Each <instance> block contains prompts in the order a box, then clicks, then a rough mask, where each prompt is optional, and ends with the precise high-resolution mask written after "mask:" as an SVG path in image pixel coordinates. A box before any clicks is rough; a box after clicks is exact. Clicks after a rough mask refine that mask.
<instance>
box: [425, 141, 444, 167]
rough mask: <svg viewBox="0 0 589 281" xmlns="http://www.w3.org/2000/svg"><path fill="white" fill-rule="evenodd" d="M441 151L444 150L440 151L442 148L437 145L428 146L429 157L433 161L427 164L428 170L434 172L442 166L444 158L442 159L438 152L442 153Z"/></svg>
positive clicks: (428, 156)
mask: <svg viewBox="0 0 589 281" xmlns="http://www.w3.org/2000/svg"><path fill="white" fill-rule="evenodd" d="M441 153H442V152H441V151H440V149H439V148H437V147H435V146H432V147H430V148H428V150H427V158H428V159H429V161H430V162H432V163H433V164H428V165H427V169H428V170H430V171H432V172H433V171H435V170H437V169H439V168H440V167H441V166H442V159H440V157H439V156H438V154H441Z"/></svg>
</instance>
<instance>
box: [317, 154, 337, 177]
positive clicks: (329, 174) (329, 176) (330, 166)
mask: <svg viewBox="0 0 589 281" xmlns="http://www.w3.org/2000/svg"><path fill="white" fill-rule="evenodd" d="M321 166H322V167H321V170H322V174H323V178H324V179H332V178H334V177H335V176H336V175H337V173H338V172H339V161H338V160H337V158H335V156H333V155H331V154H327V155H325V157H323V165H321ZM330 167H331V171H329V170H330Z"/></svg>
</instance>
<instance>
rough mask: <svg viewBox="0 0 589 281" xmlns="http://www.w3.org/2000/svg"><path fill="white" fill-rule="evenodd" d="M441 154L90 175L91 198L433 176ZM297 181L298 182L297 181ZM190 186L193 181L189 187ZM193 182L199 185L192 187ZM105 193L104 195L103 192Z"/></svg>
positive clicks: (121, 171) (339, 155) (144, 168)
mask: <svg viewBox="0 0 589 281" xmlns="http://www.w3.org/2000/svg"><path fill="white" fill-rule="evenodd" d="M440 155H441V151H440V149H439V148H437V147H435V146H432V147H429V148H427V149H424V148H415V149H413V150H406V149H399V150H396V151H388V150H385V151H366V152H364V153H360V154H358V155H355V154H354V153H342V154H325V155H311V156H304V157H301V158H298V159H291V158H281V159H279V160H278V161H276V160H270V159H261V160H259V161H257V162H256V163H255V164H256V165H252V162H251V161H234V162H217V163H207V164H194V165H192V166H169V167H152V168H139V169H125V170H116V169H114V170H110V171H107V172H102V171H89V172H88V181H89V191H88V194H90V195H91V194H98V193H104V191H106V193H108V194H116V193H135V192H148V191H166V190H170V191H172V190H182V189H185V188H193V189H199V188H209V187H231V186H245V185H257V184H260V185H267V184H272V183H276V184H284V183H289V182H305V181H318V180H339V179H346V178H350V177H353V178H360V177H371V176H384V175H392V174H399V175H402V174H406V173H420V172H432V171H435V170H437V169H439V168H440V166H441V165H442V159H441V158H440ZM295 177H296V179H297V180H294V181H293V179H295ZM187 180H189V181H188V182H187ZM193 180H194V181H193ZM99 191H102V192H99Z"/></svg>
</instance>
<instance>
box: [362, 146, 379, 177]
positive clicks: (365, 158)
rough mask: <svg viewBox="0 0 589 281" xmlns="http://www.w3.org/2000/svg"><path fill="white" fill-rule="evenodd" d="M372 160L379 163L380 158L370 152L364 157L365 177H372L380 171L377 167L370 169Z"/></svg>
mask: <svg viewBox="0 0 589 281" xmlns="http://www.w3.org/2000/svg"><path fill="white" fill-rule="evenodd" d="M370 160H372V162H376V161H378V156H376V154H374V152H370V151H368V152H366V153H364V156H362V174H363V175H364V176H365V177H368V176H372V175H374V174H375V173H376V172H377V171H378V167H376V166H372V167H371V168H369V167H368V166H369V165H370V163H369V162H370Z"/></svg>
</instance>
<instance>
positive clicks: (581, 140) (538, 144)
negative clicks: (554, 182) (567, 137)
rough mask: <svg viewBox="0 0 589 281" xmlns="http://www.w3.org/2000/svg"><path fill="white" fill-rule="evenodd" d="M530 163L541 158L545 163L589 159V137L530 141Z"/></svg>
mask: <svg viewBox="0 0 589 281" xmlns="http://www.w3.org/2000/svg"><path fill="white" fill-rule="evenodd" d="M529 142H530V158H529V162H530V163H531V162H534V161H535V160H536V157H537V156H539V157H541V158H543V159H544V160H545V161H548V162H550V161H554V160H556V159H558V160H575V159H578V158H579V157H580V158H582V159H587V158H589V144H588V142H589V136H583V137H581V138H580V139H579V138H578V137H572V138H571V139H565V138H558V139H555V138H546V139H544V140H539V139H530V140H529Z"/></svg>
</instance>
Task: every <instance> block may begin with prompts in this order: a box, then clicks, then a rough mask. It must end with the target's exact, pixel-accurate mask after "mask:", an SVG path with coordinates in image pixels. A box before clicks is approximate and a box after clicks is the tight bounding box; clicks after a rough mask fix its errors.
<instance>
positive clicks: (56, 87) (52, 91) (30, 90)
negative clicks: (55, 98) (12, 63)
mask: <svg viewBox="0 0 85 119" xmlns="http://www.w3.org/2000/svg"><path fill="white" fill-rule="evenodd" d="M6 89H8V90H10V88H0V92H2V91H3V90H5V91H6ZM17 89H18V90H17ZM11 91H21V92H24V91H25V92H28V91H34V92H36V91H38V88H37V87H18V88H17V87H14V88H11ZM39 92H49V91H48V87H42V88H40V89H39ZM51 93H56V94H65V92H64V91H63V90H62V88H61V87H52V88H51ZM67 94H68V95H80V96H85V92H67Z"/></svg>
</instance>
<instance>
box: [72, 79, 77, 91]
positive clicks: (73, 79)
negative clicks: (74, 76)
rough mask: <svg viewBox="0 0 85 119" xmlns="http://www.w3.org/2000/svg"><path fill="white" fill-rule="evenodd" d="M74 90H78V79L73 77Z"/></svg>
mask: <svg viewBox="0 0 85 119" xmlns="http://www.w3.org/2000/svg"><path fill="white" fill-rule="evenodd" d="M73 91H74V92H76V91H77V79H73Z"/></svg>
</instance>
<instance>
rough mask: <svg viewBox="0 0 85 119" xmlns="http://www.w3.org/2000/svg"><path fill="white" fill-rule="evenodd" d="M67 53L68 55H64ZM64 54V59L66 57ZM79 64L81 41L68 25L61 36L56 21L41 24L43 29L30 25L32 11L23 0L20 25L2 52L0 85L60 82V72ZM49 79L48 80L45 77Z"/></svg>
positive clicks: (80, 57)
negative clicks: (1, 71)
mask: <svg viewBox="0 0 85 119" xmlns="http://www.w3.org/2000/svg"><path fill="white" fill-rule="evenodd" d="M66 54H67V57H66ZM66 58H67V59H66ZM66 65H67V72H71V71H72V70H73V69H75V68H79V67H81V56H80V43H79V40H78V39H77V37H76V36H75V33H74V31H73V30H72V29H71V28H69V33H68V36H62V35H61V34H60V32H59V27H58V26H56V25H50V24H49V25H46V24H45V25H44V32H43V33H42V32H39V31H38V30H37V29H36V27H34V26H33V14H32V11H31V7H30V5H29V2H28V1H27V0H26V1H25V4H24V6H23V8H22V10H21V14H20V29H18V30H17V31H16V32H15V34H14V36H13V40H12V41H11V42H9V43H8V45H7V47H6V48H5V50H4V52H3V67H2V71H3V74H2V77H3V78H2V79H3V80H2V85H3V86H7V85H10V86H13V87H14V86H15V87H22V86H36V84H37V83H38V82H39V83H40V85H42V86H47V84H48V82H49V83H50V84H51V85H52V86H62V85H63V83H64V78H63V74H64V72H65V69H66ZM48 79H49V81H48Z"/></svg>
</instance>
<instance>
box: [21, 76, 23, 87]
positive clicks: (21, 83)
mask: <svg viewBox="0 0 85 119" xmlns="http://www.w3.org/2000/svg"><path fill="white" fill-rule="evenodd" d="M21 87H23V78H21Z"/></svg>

• THE TASK: The answer should consist solely of the lines from the first line above through the one with "box: [425, 141, 444, 167]", both included, repeated exactly.

• ANSWER TO THE EXERCISE:
Each <instance> block contains prompts in the order a box, then clicks, then a rough mask, where each prompt is optional, and ends with the precise high-resolution mask written after "mask:" as an SVG path in image pixel coordinates. A box before any clicks is rough; a box after clicks is exact. Clicks after a rough mask refine that mask.
<instance>
box: [425, 141, 444, 167]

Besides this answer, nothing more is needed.